## Testo dell'esercizio
Il Messaggero, 29 maggio 2021
Intervista a Nicola Piovani
Questa è una storia di amorose presenze che non si cancellano mai dalla testa. Una conversazione continuamente interrotta tra fratelli che si sono dovuti salutare ma che ancora dialogano. È la cronaca di battaglie personali contro la malattia. Una vicenda intima che diventa dedica e metamorfosi. Ce la racconta il premio Oscar Nicola Piovani alla vigilia della ripresa dei suoi pericolosi concerti: oggi alle 20 al Trianon Viviani di Napoli. Con la testa ancora immersa nelle prove di un’opera lirica tratta dal testo dell’amico Cerami, e l’aria sbarazzina di chi durante la pandemia ha ascoltato anche le canzonette.
Maestro Piovani, lei ricomincia stasera dal vivo nel teatro diretto da Marisa Laurito. Il titolo del suo concerto rimane La musica è pericolosa. Quali nuovi tributi?
«La musica è pericolosa si basa su una struttura molto elastica: suono il pianoforte e narro. I tempi cambiano e uno spettacolo realmente teatrale non può non tenerne conto. Il primo debutto è stato a Ravenna l’11 luglio 2015: c’erano Obama alla Casa Bianca, Totti e De Rossi nella Roma di Garcia, a Roma erano aperte molte edicole, e non c’erano monopattini in giro. Il #MeToo era di là da venire. Tanti fatti sono accaduti da allora, mutazioni veloci del costume, e uno spettacolo dal vivo ne viene condizionato fatalmente. Ci saranno sempre le immagini e i ricordi di Fellini, De Andrè, Magni e tanti altri a tenermi compagnia in scena, oltre ai miei musicisti, naturalmente».
La sua opera lirica Amorosa Presenza inaugurerà la prossima stagione del Teatro Verdi di Trieste, il 21 gennaio 2022. Per il suo amico fraterno Vincenzo Cerami chi era l’amorosa presenza e cosa è diventata adesso per lei?

## Estratto del dataset

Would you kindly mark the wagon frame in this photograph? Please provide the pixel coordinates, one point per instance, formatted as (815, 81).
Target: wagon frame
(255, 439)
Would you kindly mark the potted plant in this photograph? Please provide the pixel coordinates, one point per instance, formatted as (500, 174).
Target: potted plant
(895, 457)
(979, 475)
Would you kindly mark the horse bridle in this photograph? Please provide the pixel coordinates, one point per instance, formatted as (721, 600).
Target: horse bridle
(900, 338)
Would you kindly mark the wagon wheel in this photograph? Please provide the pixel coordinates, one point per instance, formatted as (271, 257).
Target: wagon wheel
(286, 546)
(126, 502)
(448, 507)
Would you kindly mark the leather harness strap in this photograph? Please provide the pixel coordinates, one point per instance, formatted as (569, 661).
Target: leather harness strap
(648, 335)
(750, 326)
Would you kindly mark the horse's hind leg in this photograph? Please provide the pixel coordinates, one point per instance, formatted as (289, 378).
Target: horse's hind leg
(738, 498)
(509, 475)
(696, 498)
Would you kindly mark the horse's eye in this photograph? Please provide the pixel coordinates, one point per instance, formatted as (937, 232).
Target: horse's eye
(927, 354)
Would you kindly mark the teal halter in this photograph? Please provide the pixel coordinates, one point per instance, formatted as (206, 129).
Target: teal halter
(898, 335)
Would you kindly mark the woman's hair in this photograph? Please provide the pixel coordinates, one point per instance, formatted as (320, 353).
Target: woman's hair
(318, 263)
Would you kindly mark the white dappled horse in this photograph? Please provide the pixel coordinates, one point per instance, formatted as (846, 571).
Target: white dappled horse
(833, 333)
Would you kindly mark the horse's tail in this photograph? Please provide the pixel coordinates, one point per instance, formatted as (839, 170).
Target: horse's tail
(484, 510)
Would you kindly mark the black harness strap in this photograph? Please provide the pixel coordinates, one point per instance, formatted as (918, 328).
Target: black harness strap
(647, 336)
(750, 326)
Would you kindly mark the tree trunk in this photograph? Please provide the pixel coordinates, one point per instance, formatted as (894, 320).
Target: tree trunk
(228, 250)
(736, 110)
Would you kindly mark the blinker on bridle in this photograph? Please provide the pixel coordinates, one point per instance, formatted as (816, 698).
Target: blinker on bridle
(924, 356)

## Istruzioni di lavoro
Come prosegue l'intervista a Nicola Piovani? Scrivine il seguito a partire dalla risposta all'ultima domanda.

## Risposta all'esercizio
«Era il 1978 quando cominciai a pensare al progetto dell’opera Amorosa presenza. Vincenzo mi raccontò il soggetto del romanzo che stava scrivendo e io me ne entusiasmai. Dovevo scrivere un’opera per un teatro di Atene, e cominciammo subito a lavorare insieme alla struttura di un libretto. Otto anni dopo la sua morte, quell’amorosa presenza rivive anche grazie a sua figlia Aisha. All’inizio mi sono sforzato di ricordare quelle nostre lontane conversazioni, le parole, le suggestioni. Ma ben presto mi sono accorto che era impresa troppo solitaria e ho chiesto aiuto».
Quali mondi porta Aisha Cerami nella composizione del libretto?
«Porta essenzialmente l’abilità di una scrittrice che conosce bene la materia, la storia e la poetica del padre, avendo al contempo dimestichezza con la metrica musicale».
Lei ha combattuto la sua personale battaglia contro il Covid 19. Quali segni ha lasciato nella sua vita?
«Il ricordo che ho di quelle cinque settimane in isolamento ospedaliero totale è oggi più angosciante del sentimento che provavo quando lo vivevo, quando lottavo per non abbandonarmi alla paura».
Durante le prove a Trieste, aveva dichiarato: finché in Italia ci sono tutti questi morti come si fa ad andare in scena? Come vive oggi la tensione tra la paura del contagio e il ritorno alla performance dal vivo?
«A Trieste abbiamo lavorato blindati, distanziati, tamponati. I cantanti dovevano intonare acuti con la mascherina. Ma dovremmo evitare di lamentarci metodicamente. Io mi rimbocco le maniche, inforco la mascherina e lavoro parecchie ore con orchestra, cantanti e copisti, ringraziando il cielo per essere sopravvissuto. E felice di poter stasera tornare a suonare, con il permesso degli scienziati».
Nelle sue più recenti composizioni si riflettono i conflitti nati dalla pandemia?
«Ho passato cinque settimane in isolamento, senza un pianoforte, una tastiera, senza poter fare musica. Ma ho avuto molte idee. Magari sono idee brutte, ma nuove per me. Già da stasera introdurrò qualche pezzo fresco di stagione».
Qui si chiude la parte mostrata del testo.